> [Problem description]:
Output every one of the rows below verbatim.

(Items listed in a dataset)
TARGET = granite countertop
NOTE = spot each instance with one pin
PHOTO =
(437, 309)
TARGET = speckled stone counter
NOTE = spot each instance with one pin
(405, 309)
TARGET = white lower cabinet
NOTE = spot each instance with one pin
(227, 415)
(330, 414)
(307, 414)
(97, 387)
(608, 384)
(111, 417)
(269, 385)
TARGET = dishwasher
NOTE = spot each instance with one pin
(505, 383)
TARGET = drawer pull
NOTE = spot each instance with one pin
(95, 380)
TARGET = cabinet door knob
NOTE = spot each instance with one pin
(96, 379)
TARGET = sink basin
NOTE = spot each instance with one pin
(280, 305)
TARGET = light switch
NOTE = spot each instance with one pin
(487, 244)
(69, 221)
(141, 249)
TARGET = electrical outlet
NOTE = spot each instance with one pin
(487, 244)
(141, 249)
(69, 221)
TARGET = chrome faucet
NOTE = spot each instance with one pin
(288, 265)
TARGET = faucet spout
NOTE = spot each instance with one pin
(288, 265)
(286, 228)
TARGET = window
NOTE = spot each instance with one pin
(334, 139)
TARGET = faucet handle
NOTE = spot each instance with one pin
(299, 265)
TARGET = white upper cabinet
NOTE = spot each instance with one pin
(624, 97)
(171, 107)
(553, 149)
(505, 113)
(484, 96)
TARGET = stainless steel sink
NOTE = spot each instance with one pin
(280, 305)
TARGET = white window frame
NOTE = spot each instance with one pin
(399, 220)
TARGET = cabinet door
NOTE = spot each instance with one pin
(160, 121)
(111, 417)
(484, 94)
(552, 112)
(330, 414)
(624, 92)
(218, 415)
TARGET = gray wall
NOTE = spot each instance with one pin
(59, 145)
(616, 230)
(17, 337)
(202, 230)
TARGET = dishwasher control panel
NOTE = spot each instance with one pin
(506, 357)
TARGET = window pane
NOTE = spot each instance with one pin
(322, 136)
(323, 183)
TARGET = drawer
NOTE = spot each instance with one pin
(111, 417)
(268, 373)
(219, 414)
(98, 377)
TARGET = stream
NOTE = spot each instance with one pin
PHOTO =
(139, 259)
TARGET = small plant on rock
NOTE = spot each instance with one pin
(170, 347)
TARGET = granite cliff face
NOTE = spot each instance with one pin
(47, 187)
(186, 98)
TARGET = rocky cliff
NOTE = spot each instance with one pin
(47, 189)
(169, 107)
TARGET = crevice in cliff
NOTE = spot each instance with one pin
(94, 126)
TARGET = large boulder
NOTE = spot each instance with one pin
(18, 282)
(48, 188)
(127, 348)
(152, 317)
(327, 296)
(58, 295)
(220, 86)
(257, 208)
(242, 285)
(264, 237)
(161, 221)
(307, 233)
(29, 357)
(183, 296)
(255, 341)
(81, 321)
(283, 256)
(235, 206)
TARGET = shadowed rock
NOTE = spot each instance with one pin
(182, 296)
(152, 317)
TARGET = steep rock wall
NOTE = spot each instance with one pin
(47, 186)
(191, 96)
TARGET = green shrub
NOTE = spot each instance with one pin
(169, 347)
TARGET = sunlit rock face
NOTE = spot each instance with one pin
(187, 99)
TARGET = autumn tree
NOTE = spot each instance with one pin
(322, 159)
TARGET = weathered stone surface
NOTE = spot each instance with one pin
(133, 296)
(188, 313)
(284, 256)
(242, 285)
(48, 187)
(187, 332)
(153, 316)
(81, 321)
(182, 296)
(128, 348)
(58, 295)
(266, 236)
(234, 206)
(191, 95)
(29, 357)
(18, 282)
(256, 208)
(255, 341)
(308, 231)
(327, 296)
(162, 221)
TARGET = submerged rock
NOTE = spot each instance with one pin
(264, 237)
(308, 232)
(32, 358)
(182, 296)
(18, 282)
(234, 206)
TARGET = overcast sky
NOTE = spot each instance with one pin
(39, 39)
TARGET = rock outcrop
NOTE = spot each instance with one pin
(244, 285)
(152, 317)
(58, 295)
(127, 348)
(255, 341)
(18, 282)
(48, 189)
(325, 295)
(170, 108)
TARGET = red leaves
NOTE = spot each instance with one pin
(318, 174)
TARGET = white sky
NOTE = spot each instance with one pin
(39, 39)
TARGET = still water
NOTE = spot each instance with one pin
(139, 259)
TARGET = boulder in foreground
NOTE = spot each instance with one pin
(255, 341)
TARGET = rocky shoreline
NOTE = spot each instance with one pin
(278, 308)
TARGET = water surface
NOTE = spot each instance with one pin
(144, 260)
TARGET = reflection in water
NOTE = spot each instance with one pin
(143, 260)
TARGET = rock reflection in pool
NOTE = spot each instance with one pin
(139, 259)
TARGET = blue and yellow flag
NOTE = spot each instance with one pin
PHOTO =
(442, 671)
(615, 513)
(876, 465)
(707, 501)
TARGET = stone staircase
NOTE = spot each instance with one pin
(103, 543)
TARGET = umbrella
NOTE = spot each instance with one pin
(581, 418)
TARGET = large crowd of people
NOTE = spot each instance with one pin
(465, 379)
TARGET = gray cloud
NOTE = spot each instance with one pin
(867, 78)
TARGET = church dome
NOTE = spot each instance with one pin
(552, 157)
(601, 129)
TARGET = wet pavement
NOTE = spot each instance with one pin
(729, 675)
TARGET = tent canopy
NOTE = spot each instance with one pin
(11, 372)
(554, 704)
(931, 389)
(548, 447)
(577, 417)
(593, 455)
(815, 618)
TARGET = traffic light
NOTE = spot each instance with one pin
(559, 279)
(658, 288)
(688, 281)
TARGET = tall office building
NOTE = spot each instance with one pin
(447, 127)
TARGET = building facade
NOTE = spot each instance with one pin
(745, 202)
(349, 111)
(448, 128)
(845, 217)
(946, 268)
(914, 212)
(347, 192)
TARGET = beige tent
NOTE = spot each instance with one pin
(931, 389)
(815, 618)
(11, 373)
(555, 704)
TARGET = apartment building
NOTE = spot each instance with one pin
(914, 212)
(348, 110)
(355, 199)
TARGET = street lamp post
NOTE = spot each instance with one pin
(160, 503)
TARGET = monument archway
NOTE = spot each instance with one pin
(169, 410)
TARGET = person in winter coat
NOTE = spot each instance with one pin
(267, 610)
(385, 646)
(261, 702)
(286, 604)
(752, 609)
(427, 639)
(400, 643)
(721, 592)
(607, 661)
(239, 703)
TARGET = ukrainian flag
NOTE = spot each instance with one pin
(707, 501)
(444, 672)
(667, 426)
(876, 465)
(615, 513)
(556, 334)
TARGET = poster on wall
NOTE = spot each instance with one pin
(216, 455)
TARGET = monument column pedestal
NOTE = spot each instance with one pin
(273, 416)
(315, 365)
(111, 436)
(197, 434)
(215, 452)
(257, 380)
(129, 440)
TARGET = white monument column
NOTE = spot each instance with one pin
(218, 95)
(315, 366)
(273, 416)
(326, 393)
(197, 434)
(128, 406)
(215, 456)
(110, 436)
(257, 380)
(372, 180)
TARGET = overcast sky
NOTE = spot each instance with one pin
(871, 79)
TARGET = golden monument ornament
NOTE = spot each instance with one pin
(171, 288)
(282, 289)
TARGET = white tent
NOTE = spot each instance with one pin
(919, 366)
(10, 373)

> [Full answer]:
TARGET = granite countertop
NOTE = spot each instance with one pin
PHOTO =
(437, 309)
TARGET = speckled stone counter
NOTE = spot each instance with one pin
(405, 309)
TARGET = white lower cabinet
NOTE = spot each instance with one pin
(227, 415)
(330, 414)
(307, 414)
(97, 387)
(608, 384)
(111, 417)
(269, 385)
TARGET = dishwasher
NOTE = spot each instance with one pin
(505, 383)
TARGET = drawer pull
NOTE = spot each instance with one pin
(95, 380)
TARGET = cabinet door knob
NOTE = spot each instance with one pin
(96, 379)
TARGET = sink basin
NOTE = spot each instance with one pin
(280, 305)
TARGET = light switch
NOTE = spot each instance with one pin
(487, 244)
(69, 221)
(141, 249)
TARGET = electrical outlet
NOTE = spot each instance with one pin
(487, 244)
(141, 249)
(69, 221)
TARGET = chrome faucet
NOTE = spot each instance with one pin
(288, 265)
TARGET = faucet spout
NOTE = spot each instance with one pin
(288, 265)
(286, 228)
TARGET = window
NOTE = spot each instance with one pin
(334, 139)
TARGET = faucet handle
NOTE = spot each instance with one pin
(299, 265)
TARGET = white upper cabinet
NOTE = spot each instance with one pin
(624, 97)
(171, 107)
(553, 149)
(505, 113)
(484, 96)
TARGET = stainless steel sink
NOTE = spot each instance with one pin
(280, 305)
TARGET = white window frame
NOTE = spot each instance with one pin
(399, 220)
TARGET = cabinet door
NOTE = spot each instance with one pin
(160, 121)
(111, 417)
(484, 94)
(552, 112)
(330, 414)
(624, 92)
(218, 415)
TARGET = gray wall
NOTE = spot each instance with one pin
(59, 145)
(616, 230)
(17, 337)
(202, 230)
TARGET = dishwasher control panel
NOTE = spot each instance with one pin
(506, 357)
TARGET = window pane
NOTE = spot each instance with one pin
(322, 136)
(323, 183)
TARGET = drawer
NOTE = spot each instance with one pin
(111, 417)
(268, 373)
(219, 414)
(98, 377)
TARGET = stream
NOTE = spot each instance with one pin
PHOTO =
(139, 259)
TARGET = small plant on rock
NOTE = spot each instance with one pin
(170, 347)
TARGET = granite cliff face
NOTE = spot each instance with one pin
(47, 187)
(186, 98)
TARGET = rocky cliff
NOTE = spot each instance with one pin
(47, 189)
(169, 107)
TARGET = crevice in cliff
NOTE = spot each instance with one pin
(94, 126)
TARGET = large boulder
NOTE = spot each instance with one pin
(18, 282)
(48, 188)
(127, 348)
(152, 317)
(327, 296)
(58, 295)
(220, 86)
(257, 208)
(242, 285)
(264, 237)
(161, 221)
(307, 233)
(29, 357)
(183, 296)
(255, 341)
(81, 321)
(283, 256)
(235, 206)
TARGET = shadowed rock
NOTE = spot each instance with one pin
(182, 296)
(152, 317)
TARGET = steep rock wall
NOTE = spot each instance with one pin
(47, 186)
(191, 96)
TARGET = green shrub
NOTE = spot each instance with one pin
(169, 347)
TARGET = sunlit rock face
NOTE = spot each instance with one pin
(187, 99)
TARGET = autumn tree
NOTE = spot each instance with one pin
(322, 159)
TARGET = weathered stone surface
NOTE = spot each instance with one pin
(133, 296)
(188, 313)
(284, 256)
(242, 285)
(48, 187)
(187, 332)
(153, 316)
(81, 321)
(182, 296)
(128, 348)
(58, 295)
(266, 236)
(234, 206)
(191, 95)
(29, 357)
(18, 282)
(256, 208)
(255, 341)
(308, 231)
(327, 296)
(162, 221)
TARGET = submerged rock
NOTE = spot each instance with one pin
(264, 237)
(308, 232)
(32, 358)
(182, 296)
(18, 282)
(234, 206)
TARGET = overcast sky
NOTE = spot each instance with one pin
(39, 39)
TARGET = rock outcrop
NOTE = spot each instance with one pin
(244, 285)
(152, 317)
(58, 295)
(127, 348)
(255, 341)
(18, 282)
(48, 189)
(325, 295)
(170, 108)
TARGET = red leaves
NOTE = spot each instance with one pin
(318, 174)
TARGET = white sky
NOTE = spot each instance with one pin
(39, 39)
TARGET = still water
NOTE = spot each instance with one pin
(139, 259)
TARGET = boulder in foreground
NOTE = spot each instance with one pin
(255, 341)
TARGET = rocky shoreline
NOTE = spot each instance with one pin
(278, 308)
TARGET = water surface
NOTE = spot each instance with one pin
(144, 260)
TARGET = reflection in water
NOTE = spot each instance with one pin
(143, 260)
TARGET = rock reflection in pool
NOTE = spot each instance with one pin
(139, 259)
TARGET = blue and yellow flag
NOTE = spot each instance with one pin
PHOTO =
(442, 671)
(615, 513)
(876, 465)
(707, 501)
TARGET = stone staircase
NOTE = spot each instance with one pin
(103, 543)
TARGET = umbrella
NOTE = spot each instance with one pin
(581, 418)
TARGET = large crowd of people
NOTE = spot each instance with one pin
(465, 379)
TARGET = gray cloud
NOTE = spot each instance with one pin
(867, 78)
TARGET = church dome
NOTE = spot each instance with one pin
(552, 157)
(601, 129)
TARGET = wet pavement
NOTE = spot each instance with one pin
(729, 675)
TARGET = tent canopy
NOTE = spot each instance with one pin
(11, 372)
(554, 704)
(931, 389)
(548, 447)
(577, 417)
(593, 455)
(815, 618)
TARGET = traffic light
NOTE = spot each instance with one pin
(559, 279)
(658, 288)
(688, 281)
TARGET = tall office building
NOTE = spot each instance with one pin
(447, 127)
TARGET = building facade
NOTE = spot each instance with one pin
(745, 202)
(349, 111)
(448, 128)
(845, 217)
(946, 268)
(914, 212)
(347, 192)
TARGET = beige tent
NOTE = spot each instance with one pin
(931, 389)
(815, 618)
(11, 373)
(555, 704)
TARGET = apartment building
NOTE = spot each instance with one pin
(914, 212)
(348, 110)
(355, 199)
TARGET = street lamp post
NOTE = spot each instance with one pin
(160, 503)
TARGET = monument archway
NOTE = spot each instance with one pin
(169, 410)
TARGET = person in winter coat
NOTE = spot each instance with one pin
(267, 610)
(385, 646)
(261, 702)
(286, 604)
(752, 609)
(427, 639)
(400, 643)
(721, 592)
(607, 661)
(239, 703)
TARGET = ukrainian flag
NOTE = spot each instance with one pin
(707, 501)
(444, 672)
(667, 426)
(876, 465)
(615, 513)
(556, 334)
TARGET = poster on wall
NOTE = spot each instance with one pin
(216, 455)
TARGET = monument column pedestal
NOTE = spot each instance with one pin
(273, 416)
(315, 365)
(111, 436)
(197, 434)
(215, 452)
(257, 380)
(129, 440)
TARGET = white monument column
NOTE = spot each instance with one pin
(218, 95)
(315, 366)
(273, 416)
(326, 393)
(197, 434)
(128, 406)
(215, 456)
(110, 436)
(257, 380)
(372, 180)
TARGET = overcast sky
NOTE = spot each instance with one pin
(871, 79)
TARGET = golden monument ornament
NOTE = spot each instance with one pin
(171, 288)
(282, 289)
TARGET = white tent
NOTE = spot each instance with one pin
(919, 366)
(10, 373)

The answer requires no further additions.